#### [INPUT FOR THIS TASK]
*** Block opens ***

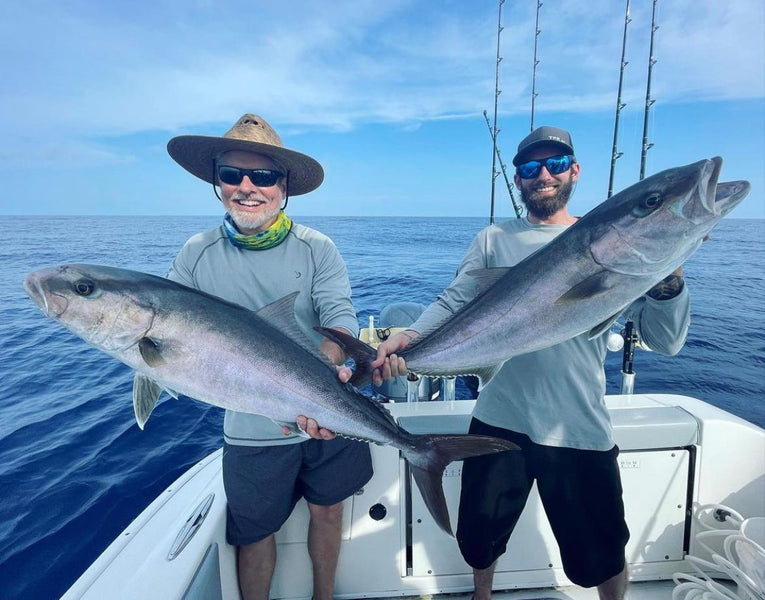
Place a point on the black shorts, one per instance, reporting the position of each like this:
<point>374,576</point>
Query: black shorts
<point>581,492</point>
<point>263,483</point>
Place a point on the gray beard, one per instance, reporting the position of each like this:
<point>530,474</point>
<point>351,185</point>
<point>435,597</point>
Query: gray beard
<point>544,208</point>
<point>245,221</point>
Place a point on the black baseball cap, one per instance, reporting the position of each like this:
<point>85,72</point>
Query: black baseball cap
<point>544,136</point>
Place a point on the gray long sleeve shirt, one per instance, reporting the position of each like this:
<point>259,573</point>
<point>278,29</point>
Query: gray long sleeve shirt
<point>554,395</point>
<point>307,261</point>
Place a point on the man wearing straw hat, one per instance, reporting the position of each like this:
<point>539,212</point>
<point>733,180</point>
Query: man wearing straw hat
<point>254,258</point>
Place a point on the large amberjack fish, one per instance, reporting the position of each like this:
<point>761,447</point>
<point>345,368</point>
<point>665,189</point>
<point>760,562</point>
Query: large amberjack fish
<point>580,282</point>
<point>191,343</point>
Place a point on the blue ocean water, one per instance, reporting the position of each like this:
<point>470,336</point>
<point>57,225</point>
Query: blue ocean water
<point>74,467</point>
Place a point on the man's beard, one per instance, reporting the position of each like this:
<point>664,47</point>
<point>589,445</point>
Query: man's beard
<point>547,206</point>
<point>247,221</point>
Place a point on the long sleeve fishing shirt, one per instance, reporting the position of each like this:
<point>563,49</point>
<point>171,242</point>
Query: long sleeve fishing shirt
<point>307,261</point>
<point>554,395</point>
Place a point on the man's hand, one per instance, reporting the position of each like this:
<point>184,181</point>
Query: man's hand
<point>388,364</point>
<point>312,428</point>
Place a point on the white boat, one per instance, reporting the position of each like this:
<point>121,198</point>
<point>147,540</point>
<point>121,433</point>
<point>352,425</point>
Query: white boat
<point>679,457</point>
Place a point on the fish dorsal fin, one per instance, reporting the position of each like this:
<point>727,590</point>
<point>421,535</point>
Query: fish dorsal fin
<point>281,315</point>
<point>485,278</point>
<point>145,395</point>
<point>587,289</point>
<point>151,351</point>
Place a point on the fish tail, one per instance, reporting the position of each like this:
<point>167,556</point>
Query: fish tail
<point>429,455</point>
<point>363,354</point>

*** Block closes ***

#### [BRIEF]
Without including any images, output the data exactly as given.

#### [SOLUTION FOR THIS PROBLEM]
Place a point on the black shorts, one per instance, reporting the position of each like this:
<point>374,576</point>
Query: black shorts
<point>581,492</point>
<point>263,483</point>
Place a point on the gray beard, one per instance, reporting the position of each like this:
<point>530,474</point>
<point>351,185</point>
<point>435,597</point>
Query: gray beard
<point>544,208</point>
<point>245,221</point>
Place a point on the black baseball cap, one per instance, reporting the position of each like this:
<point>85,72</point>
Query: black baseball cap
<point>544,136</point>
Place a point on the gray long sleeve shirt, one per instance, reporting the position of each like this:
<point>259,573</point>
<point>278,29</point>
Query: gray long sleeve shirt
<point>554,395</point>
<point>307,261</point>
Place a point on the man wearing straw hat, one per instance, reporting the position of each like this:
<point>539,212</point>
<point>733,180</point>
Query: man wearing straw hat
<point>254,258</point>
Place a point on the large amberjack fish, one per instance, reporting the position of each like this:
<point>761,447</point>
<point>345,368</point>
<point>665,189</point>
<point>760,562</point>
Query: large amberjack fish
<point>580,282</point>
<point>191,343</point>
Place a point on the blue ocean water, one per instance, reporting the position of each like this:
<point>470,336</point>
<point>57,225</point>
Query: blue ocean water
<point>74,467</point>
Place a point on the man's beard, one per instance, reporting the position of each like this:
<point>664,47</point>
<point>589,445</point>
Query: man's beard
<point>547,206</point>
<point>247,221</point>
Place a point on the long sleeve fishing shirt, one per instance, reporting the position of each like this:
<point>563,49</point>
<point>171,242</point>
Query: long sleeve fishing shirt
<point>307,261</point>
<point>554,395</point>
Place a point on the man's hand, one per instance, reporting the position of each like this:
<point>184,181</point>
Query: man's hand
<point>388,364</point>
<point>312,428</point>
Place a point on the white boat, one per instance, reporting the position of each like this:
<point>121,198</point>
<point>147,540</point>
<point>121,433</point>
<point>352,425</point>
Query: white boat
<point>679,457</point>
Place a point on the fish dorsal fin, one per instance, reporting the position of each like this:
<point>727,590</point>
<point>421,535</point>
Query: fish dorsal fin
<point>281,315</point>
<point>485,278</point>
<point>145,395</point>
<point>587,289</point>
<point>151,351</point>
Place a point on the fish tail, one per instance, reporting the position of each like this:
<point>167,556</point>
Query: fish tail
<point>429,455</point>
<point>363,354</point>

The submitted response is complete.